* Your goal: Your output should be every line below, copied exactly.

* Record set:
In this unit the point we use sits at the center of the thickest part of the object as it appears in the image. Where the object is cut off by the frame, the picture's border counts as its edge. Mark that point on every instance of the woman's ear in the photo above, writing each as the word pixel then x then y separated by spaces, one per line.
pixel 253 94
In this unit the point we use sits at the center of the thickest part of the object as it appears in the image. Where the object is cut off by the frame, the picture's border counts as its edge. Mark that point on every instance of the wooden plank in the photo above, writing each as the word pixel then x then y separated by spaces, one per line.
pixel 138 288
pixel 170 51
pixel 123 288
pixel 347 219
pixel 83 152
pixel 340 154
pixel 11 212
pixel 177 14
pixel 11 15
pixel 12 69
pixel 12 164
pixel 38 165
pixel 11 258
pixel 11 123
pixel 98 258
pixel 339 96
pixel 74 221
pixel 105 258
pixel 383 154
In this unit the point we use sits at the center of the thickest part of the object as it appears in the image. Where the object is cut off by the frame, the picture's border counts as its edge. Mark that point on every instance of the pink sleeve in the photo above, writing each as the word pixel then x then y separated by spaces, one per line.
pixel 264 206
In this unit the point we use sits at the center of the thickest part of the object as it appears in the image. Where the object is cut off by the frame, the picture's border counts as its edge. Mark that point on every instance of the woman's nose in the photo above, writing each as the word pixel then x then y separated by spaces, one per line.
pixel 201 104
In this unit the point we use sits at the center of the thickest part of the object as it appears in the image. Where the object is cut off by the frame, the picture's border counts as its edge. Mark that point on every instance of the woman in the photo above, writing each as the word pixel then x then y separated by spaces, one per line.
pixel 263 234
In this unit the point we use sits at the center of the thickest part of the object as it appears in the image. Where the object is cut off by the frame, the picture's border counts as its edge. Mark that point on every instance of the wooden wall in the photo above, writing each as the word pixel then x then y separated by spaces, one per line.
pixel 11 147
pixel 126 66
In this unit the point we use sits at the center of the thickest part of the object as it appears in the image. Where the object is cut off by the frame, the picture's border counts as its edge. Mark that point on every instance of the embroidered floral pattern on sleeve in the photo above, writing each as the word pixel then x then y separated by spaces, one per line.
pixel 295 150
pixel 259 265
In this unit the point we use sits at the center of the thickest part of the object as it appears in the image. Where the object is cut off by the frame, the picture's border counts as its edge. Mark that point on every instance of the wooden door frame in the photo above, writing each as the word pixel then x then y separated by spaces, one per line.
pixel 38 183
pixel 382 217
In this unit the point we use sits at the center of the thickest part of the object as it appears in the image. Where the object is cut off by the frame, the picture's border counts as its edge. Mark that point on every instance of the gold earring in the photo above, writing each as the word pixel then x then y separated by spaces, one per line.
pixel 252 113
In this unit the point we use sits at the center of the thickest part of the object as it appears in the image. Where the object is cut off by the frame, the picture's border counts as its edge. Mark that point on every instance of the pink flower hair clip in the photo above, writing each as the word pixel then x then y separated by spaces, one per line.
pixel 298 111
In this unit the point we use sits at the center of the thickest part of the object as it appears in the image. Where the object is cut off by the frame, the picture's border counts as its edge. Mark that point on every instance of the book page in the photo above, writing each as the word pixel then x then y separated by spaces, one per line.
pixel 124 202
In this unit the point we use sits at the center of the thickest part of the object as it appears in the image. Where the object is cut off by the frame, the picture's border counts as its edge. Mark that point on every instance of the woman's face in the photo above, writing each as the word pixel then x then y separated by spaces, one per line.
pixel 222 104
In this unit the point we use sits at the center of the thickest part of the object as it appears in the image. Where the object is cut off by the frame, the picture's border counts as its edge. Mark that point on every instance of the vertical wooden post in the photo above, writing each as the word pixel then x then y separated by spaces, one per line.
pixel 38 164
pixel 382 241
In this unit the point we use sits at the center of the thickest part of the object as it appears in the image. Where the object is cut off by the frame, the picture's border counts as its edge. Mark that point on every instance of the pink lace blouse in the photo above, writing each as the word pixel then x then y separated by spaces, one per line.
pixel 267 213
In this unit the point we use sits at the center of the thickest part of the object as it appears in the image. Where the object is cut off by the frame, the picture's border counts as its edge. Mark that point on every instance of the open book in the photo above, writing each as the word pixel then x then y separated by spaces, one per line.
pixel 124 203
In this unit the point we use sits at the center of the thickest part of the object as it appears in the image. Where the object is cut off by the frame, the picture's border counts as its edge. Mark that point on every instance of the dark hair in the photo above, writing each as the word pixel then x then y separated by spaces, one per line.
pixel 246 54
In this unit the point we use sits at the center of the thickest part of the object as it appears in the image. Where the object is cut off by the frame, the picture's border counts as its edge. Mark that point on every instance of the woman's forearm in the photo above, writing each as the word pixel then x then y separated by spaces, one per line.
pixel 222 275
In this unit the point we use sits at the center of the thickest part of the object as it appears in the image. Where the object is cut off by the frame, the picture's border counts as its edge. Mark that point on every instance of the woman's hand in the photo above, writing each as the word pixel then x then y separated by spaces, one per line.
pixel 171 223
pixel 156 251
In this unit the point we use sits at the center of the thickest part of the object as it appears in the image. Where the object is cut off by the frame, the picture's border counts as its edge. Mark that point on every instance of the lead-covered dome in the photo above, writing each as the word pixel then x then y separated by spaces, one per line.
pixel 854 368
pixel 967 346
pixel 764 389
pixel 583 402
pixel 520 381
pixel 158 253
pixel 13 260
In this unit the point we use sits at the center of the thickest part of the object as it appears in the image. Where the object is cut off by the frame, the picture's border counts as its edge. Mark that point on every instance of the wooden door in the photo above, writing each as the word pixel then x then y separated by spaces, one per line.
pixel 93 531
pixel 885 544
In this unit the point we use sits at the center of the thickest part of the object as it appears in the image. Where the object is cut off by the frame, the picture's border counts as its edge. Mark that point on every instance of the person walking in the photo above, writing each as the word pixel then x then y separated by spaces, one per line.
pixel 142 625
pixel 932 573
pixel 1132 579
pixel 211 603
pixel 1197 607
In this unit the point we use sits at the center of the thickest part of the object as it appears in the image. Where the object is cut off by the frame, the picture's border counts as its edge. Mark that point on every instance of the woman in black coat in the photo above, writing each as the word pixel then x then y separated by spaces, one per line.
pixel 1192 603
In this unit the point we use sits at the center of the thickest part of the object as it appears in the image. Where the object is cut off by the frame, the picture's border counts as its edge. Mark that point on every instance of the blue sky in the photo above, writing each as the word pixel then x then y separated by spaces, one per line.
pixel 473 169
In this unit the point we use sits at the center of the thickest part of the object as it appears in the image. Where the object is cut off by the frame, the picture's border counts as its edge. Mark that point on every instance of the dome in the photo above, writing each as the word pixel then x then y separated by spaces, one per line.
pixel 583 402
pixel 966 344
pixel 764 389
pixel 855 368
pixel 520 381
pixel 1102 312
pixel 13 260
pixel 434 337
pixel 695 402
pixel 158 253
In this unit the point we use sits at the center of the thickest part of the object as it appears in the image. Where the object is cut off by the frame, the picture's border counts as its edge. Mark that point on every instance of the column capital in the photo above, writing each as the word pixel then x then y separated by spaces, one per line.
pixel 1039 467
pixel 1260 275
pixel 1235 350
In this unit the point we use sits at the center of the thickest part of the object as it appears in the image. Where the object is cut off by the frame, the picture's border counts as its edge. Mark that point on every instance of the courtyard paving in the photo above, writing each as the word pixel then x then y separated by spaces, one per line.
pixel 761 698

* Solution for this exercise:
In this unit the point we use sits at the center of the thickest part of the object as it appears in the image. Where the object is cut off by the frame, the picture's border counts as its edge. Mark that point on every instance of the woman's ear in the photo above, writing each as the word pixel then x then y separated by spaces, one per line.
pixel 253 94
In this unit the point we use sits at the center of the thickest part of the object as it appears in the image. Where the object is cut off by the frame, the picture's border counts as its edge. Mark that point on every instance of the wooden plank in the photo above, writing each as the word pixel then x then y separated by spaces, one per line.
pixel 138 288
pixel 170 51
pixel 123 288
pixel 347 219
pixel 83 152
pixel 340 154
pixel 11 212
pixel 177 14
pixel 11 15
pixel 12 69
pixel 12 164
pixel 38 165
pixel 11 258
pixel 11 123
pixel 98 258
pixel 339 96
pixel 74 221
pixel 105 258
pixel 383 154
In this unit the point we use sits at the center of the thickest part of the object as it appears in the image. Where the object is cut off by the frame, the picture's border counts as its edge. Mark that point on every instance of the pink sleeve in the photo above, writing each as the word pixel then x then y separated by spaces, one per line.
pixel 264 206
In this unit the point we use sits at the center of the thickest part of the object as it appears in the image. Where the object is cut off by the frame, the picture's border counts as its edge. Mark that point on every instance of the woman's nose in the photo above, writing each as the word pixel then x then y separated by spaces, one per line.
pixel 201 104
In this unit the point we use sits at the center of the thickest part of the object as it appears in the image. Where the object is cut off by the frame, the picture's border counts as its edge. Mark that point on every instance of the woman in the photo above, writing each as the word pixel then x then y separated by spaces, one per line.
pixel 263 234
In this unit the point we use sits at the center of the thickest part of the object as it appears in the image. Where the object is cut off by the frame, the picture's border counts as its edge. Mark that point on every instance of the wooden wall in the photo above, writing each as the word pixel then x then y separated by spaces, one per line.
pixel 11 147
pixel 126 66
In this unit the point we use sits at the center of the thickest part of the object as it appears in the image. Where the object is cut off by the frame, the picture's border counts as its edge. Mark that point on every instance of the embroidered floral pattern on sleeve in the photo above, writing each as the word pixel then x then y separated by spaces, one per line.
pixel 295 150
pixel 259 265
In this unit the point we use sits at the center of the thickest part of the object as it appears in the image. Where the object is cut off by the frame, the picture's border counts as its edge. Mark that point on every instance of the wooden door frame in the photo above, writing each as the word pixel then x then y separated by spaces, one per line.
pixel 38 183
pixel 382 217
In this unit the point we use sits at the center of the thickest part of the object as it appears in the image. Where the object is cut off by the frame, the picture's border counts as its edge. Mark that point on every instance of the gold earring in the photo above, writing each as the word pixel then x then y separated by spaces, one per line.
pixel 252 113
In this unit the point we use sits at the center of the thickest part of the object as it appears in the image. Where the object is cut off by the frame, the picture's border counts as its edge. Mark that point on every instance of the pink flower hair clip in the photo above, writing each as the word pixel then x then y separated by spaces, one per line.
pixel 298 111
In this unit the point we use sits at the center of the thickest part of the object as it appears in the image. Where the object is cut off by the frame, the picture's border counts as its edge. Mark that point on every instance of the book page in the photo above, writing each as the word pixel then x then y separated by spaces, one per line.
pixel 124 202
In this unit the point we use sits at the center of the thickest part of the object as it appears in the image. Where the object is cut off by the frame, the picture's border counts as its edge. Mark that point on every instance of the woman's face in the photo above, writing each as the word pixel then x then y separated by spaces, one per line.
pixel 222 104
In this unit the point we use sits at the center of the thickest part of the object as it appears in the image. Where the object is cut off by the frame, the picture's border counts as its edge. Mark that point on every instance of the vertical wooden post in the photo above, writing each as the word pixel then x then y separated by spaces, one per line.
pixel 38 164
pixel 382 241
In this unit the point we use sits at the center of the thickest part of the object as it appears in the image. Where the object is cut off by the frame, the picture's border counts as its edge. Mark that point on every instance of the pink lace blouse in the photo above, writing each as the word pixel then x then y separated by spaces, one per line.
pixel 267 213
In this unit the point we use sits at the center of the thickest part of the object as it appears in the image. Where the object is cut off by the frame, the picture's border counts as its edge. Mark that point on every instance of the open book in the photo above, writing each as the word pixel then x then y separated by spaces, one per line.
pixel 124 203
In this unit the point we use sits at the center of the thickest part of the object as it appears in the image. Where the object is cut off by the frame, the picture's border counts as its edge. Mark that point on every instance of the dark hair in the photo above, writing each as the word pixel then x then y separated by spaces, one per line.
pixel 246 54
In this unit the point we use sits at the center of the thickest part of the object as it appears in the image. Where the object is cut off by the frame, the picture's border counts as its edge. Mark that point on every instance of the woman's forearm in the photo above, writing each as the word pixel then x then y separated by spaces, one per line.
pixel 222 275
In this unit the point we use sits at the center of the thickest part of the object as it appears in the image. Where the object is cut off by the frame, the picture's border counts as its edge. Mark that point on every instance of the woman's hand in the photo above, writing each as the word pixel then x then y separated by spaces, one per line.
pixel 171 223
pixel 156 251
In this unit the point we use sits at the center of the thickest part of the object as it appears in the image. Where the object is cut off by the frame, the picture's border counts as its edge. Mark that point on every instance of the lead-covered dome in the photo above, writing each as the word pixel then x then y separated by spaces, one per line.
pixel 854 368
pixel 967 346
pixel 764 389
pixel 583 402
pixel 520 381
pixel 158 253
pixel 13 260
In this unit the point we use sits at the center of the thickest part of the object as it appears in the image. Where the object is cut off by the frame, the picture's border counts as its edge. Mark that point on every instance of the wooden door in the photo above, writing each as the word pixel then x then y separated by spaces, one per line.
pixel 93 531
pixel 885 544
In this unit the point we use sits at the center of the thickest part of the object as it appears in the image. Where the object is cut off by the frame, the picture's border counts as its edge. Mark that point on every instance of the person walking in the photo above, writing each as the word pixel then x then y separated by spaces, one per line.
pixel 142 625
pixel 932 573
pixel 1132 579
pixel 211 603
pixel 1197 607
In this unit the point we use sits at the center of the thickest part of the object as it appears in the image. Where the object is cut off by the frame, the picture's border counts as its edge. Mark that point on every instance of the woman in black coat in the photo above, writing each as the word pixel then x then y separated by spaces, one per line.
pixel 1192 603
In this unit the point we use sits at the center of the thickest part of the object as it appears in the image. Where the object is cut off by the frame, the picture's border counts as its edge. Mark that point on every instance of the blue sky in the photo above, writing each as the word pixel then x then y separated by spaces, one per line.
pixel 473 169
In this unit the point we use sits at the center of the thickest part of the object as it appears in the image. Where the object is cut off by the frame, the picture's border counts as its edge. Mark that point on every instance of the dome in the photo above, writing each as the word pixel then x then y separated by spaces, one per line.
pixel 583 402
pixel 966 344
pixel 764 389
pixel 855 368
pixel 520 381
pixel 1102 312
pixel 13 260
pixel 434 337
pixel 695 402
pixel 158 253
In this unit the point we use sits at the center of the thickest part of the object as it appears in the image. Where the object is cut off by the frame, the picture's border counts as its edge. Mark that point on every instance of the column capital in the photo above, writing each as the word pixel then x then y separated by spaces, one per line.
pixel 1039 467
pixel 1260 275
pixel 1235 350
In this unit the point we use sits at the center of the thickest part of the object as it appears in the image. Where the object is cut off by the frame, the picture's border counts as its edge. Mark that point on every instance of the courtyard paving in the photo above, writing each as the word pixel then x then y separated by spaces, one per line.
pixel 761 698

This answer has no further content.